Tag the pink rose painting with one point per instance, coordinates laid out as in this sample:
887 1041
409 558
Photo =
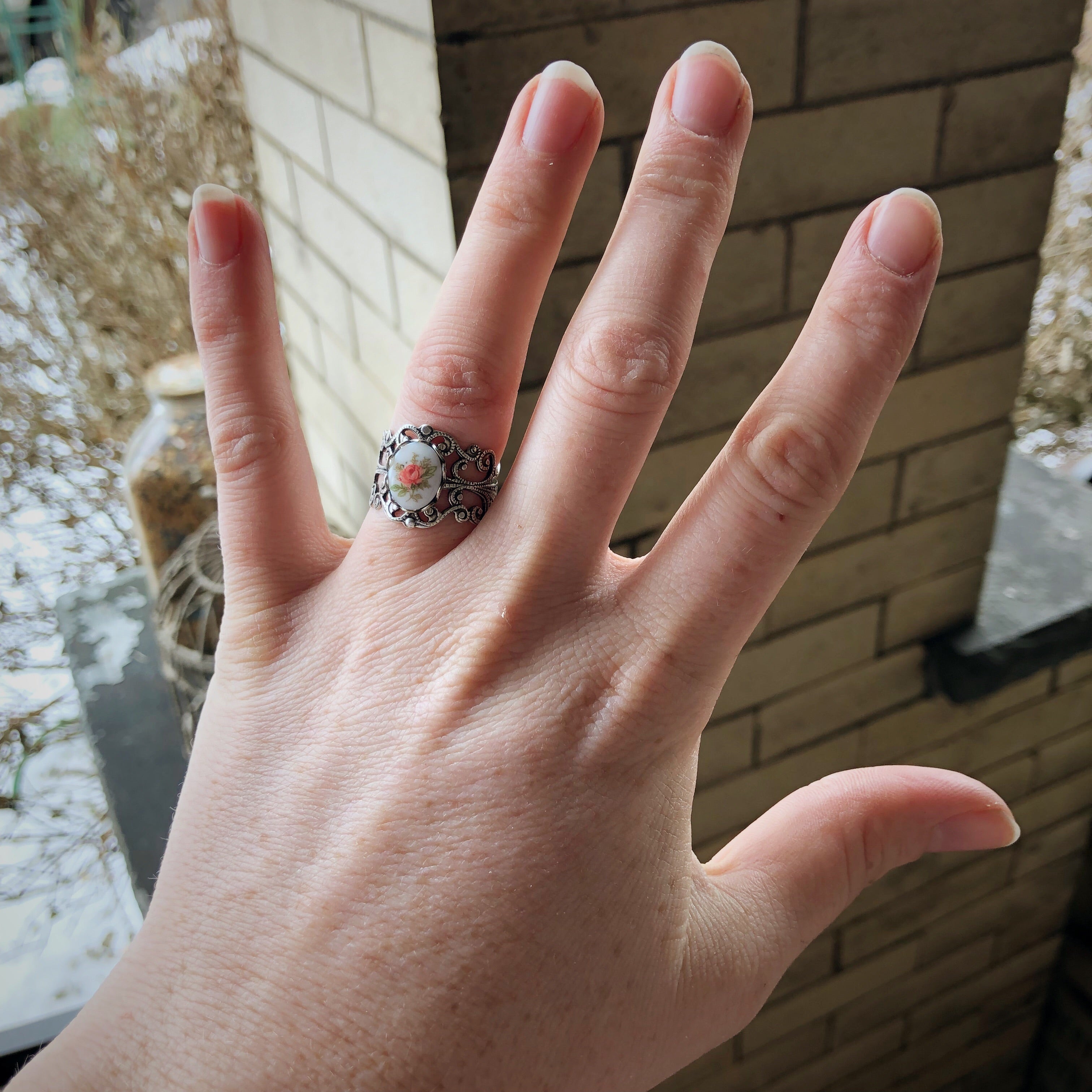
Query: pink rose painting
409 481
410 474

━━━━━━━━━━━━━━━━

• _PROMPT_
A word-for-word copy of the records above is needed, pictures excluded.

• _TASK RESPONSE_
Tag the pink rose painting with one point per instance, coordinates laid out as in this sample:
887 1041
409 558
Photo =
Query: pink rose painting
409 481
410 474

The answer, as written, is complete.